→ Task brief:
The entries below are to be reproduced in full, exactly as written.

→ Entries provided:
# # # # #

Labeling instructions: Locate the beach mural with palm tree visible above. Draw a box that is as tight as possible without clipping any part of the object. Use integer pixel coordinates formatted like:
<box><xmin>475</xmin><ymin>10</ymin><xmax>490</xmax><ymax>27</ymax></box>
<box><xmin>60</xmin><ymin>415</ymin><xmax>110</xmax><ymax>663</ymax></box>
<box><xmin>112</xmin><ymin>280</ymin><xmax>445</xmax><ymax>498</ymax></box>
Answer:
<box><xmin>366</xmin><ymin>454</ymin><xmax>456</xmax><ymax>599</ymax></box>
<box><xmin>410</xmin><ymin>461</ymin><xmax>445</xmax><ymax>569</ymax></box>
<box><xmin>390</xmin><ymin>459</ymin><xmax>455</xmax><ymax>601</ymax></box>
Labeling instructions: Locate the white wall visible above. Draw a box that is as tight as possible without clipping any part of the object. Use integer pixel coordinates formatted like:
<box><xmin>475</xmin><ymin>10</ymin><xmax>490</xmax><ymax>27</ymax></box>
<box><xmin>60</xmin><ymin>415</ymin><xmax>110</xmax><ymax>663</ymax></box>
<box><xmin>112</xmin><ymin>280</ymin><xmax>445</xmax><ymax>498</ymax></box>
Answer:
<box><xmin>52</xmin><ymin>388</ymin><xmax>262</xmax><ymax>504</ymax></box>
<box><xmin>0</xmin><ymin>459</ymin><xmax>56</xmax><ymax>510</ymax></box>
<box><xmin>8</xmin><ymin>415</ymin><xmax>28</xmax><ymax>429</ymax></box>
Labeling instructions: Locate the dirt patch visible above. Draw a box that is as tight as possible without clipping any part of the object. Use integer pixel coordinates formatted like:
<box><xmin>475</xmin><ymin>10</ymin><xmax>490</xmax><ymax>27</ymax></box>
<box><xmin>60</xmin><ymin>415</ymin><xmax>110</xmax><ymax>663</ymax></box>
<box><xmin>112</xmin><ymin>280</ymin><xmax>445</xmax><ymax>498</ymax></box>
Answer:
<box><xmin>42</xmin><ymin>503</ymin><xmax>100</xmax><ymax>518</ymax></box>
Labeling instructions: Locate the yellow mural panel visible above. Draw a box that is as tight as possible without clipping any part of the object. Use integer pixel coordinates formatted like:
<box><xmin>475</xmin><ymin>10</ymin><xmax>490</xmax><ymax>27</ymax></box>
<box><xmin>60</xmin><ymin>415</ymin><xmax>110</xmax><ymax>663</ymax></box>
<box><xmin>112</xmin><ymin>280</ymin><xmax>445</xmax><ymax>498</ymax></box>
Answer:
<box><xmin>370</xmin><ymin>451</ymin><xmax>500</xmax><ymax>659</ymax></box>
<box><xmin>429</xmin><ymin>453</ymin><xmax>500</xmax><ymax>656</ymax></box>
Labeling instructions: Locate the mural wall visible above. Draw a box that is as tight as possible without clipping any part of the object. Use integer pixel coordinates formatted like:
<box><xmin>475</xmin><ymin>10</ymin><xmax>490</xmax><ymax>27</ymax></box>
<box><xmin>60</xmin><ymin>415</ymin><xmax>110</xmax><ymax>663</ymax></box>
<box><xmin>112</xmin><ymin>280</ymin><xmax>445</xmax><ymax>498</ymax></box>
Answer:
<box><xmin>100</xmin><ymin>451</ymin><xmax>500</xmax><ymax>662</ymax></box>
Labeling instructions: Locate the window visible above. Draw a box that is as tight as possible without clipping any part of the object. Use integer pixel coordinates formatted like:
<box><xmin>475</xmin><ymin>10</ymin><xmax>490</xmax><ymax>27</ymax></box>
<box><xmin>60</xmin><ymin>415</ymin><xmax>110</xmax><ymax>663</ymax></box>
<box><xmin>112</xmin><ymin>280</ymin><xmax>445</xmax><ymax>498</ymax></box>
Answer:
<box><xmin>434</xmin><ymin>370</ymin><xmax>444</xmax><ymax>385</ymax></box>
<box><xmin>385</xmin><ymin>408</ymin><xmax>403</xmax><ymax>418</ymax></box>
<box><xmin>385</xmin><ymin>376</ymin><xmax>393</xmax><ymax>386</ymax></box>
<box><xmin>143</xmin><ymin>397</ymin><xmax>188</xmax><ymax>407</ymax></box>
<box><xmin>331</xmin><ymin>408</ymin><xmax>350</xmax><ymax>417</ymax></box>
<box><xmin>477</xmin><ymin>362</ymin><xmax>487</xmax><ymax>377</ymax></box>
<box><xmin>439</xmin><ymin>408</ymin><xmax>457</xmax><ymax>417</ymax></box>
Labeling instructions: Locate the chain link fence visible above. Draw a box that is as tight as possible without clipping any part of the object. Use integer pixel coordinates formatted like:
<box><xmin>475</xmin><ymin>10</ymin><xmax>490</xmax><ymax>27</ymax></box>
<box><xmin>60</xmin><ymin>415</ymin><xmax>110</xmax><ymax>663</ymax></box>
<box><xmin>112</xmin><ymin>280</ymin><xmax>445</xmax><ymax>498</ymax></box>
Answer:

# # # # #

→ Answer for the task:
Labeling instructions: Locate the beach mural with palm tree visible above. Draw a box that is as tight as possible without clipping any part of the object. Use integer pixel coordinates formatted like:
<box><xmin>475</xmin><ymin>10</ymin><xmax>490</xmax><ymax>27</ymax></box>
<box><xmin>60</xmin><ymin>415</ymin><xmax>110</xmax><ymax>663</ymax></box>
<box><xmin>112</xmin><ymin>280</ymin><xmax>445</xmax><ymax>498</ymax></box>
Answer:
<box><xmin>366</xmin><ymin>454</ymin><xmax>456</xmax><ymax>599</ymax></box>
<box><xmin>410</xmin><ymin>461</ymin><xmax>445</xmax><ymax>569</ymax></box>
<box><xmin>390</xmin><ymin>459</ymin><xmax>455</xmax><ymax>601</ymax></box>
Labeling instructions: Locate the white wall visible above. Draw a box that is as tight as possible without clipping any part of the object. Use integer pixel coordinates formatted like:
<box><xmin>475</xmin><ymin>10</ymin><xmax>490</xmax><ymax>27</ymax></box>
<box><xmin>60</xmin><ymin>415</ymin><xmax>110</xmax><ymax>663</ymax></box>
<box><xmin>112</xmin><ymin>280</ymin><xmax>445</xmax><ymax>498</ymax></box>
Answer:
<box><xmin>52</xmin><ymin>388</ymin><xmax>262</xmax><ymax>504</ymax></box>
<box><xmin>0</xmin><ymin>459</ymin><xmax>56</xmax><ymax>510</ymax></box>
<box><xmin>8</xmin><ymin>415</ymin><xmax>28</xmax><ymax>429</ymax></box>
Labeling instructions: Locate the dirt patch visible above. Draw a box that is as tight as possible without clipping any part of the object. Use integer pixel coordinates formatted like:
<box><xmin>475</xmin><ymin>10</ymin><xmax>490</xmax><ymax>27</ymax></box>
<box><xmin>60</xmin><ymin>415</ymin><xmax>110</xmax><ymax>663</ymax></box>
<box><xmin>112</xmin><ymin>280</ymin><xmax>445</xmax><ymax>498</ymax></box>
Answer:
<box><xmin>42</xmin><ymin>503</ymin><xmax>100</xmax><ymax>518</ymax></box>
Labeling instructions: Locate the yellow mural panel visible above. Draw a box that is as tight as possible without clipping any part of the object. Use integer pixel coordinates formatted like:
<box><xmin>475</xmin><ymin>10</ymin><xmax>490</xmax><ymax>27</ymax></box>
<box><xmin>60</xmin><ymin>415</ymin><xmax>110</xmax><ymax>663</ymax></box>
<box><xmin>112</xmin><ymin>280</ymin><xmax>445</xmax><ymax>498</ymax></box>
Answer:
<box><xmin>370</xmin><ymin>451</ymin><xmax>500</xmax><ymax>659</ymax></box>
<box><xmin>429</xmin><ymin>453</ymin><xmax>500</xmax><ymax>656</ymax></box>
Labeling instructions: Locate the mural wall visible above. Draw a box that is as tight as possible without clipping any part of the object. Use integer pixel coordinates formatted like:
<box><xmin>475</xmin><ymin>10</ymin><xmax>490</xmax><ymax>27</ymax></box>
<box><xmin>60</xmin><ymin>415</ymin><xmax>110</xmax><ymax>663</ymax></box>
<box><xmin>112</xmin><ymin>280</ymin><xmax>445</xmax><ymax>498</ymax></box>
Answer:
<box><xmin>100</xmin><ymin>451</ymin><xmax>500</xmax><ymax>662</ymax></box>
Labeling instructions: Locate the window visible above. Draw a box that is as tight as possible without clipping any part of the object. Use integer pixel coordinates formatted like:
<box><xmin>475</xmin><ymin>10</ymin><xmax>490</xmax><ymax>27</ymax></box>
<box><xmin>60</xmin><ymin>415</ymin><xmax>110</xmax><ymax>663</ymax></box>
<box><xmin>112</xmin><ymin>280</ymin><xmax>445</xmax><ymax>498</ymax></box>
Answer:
<box><xmin>434</xmin><ymin>370</ymin><xmax>444</xmax><ymax>385</ymax></box>
<box><xmin>385</xmin><ymin>408</ymin><xmax>403</xmax><ymax>418</ymax></box>
<box><xmin>385</xmin><ymin>376</ymin><xmax>393</xmax><ymax>386</ymax></box>
<box><xmin>143</xmin><ymin>397</ymin><xmax>188</xmax><ymax>407</ymax></box>
<box><xmin>331</xmin><ymin>408</ymin><xmax>350</xmax><ymax>417</ymax></box>
<box><xmin>477</xmin><ymin>362</ymin><xmax>487</xmax><ymax>377</ymax></box>
<box><xmin>439</xmin><ymin>408</ymin><xmax>457</xmax><ymax>417</ymax></box>
Labeling instructions: Locate the chain link fence visible above. Draw a box that is as tight as possible without clipping any part of the object. Use integer pixel coordinates formatted like:
<box><xmin>475</xmin><ymin>10</ymin><xmax>490</xmax><ymax>27</ymax></box>
<box><xmin>60</xmin><ymin>415</ymin><xmax>110</xmax><ymax>663</ymax></box>
<box><xmin>112</xmin><ymin>280</ymin><xmax>445</xmax><ymax>498</ymax></box>
Answer:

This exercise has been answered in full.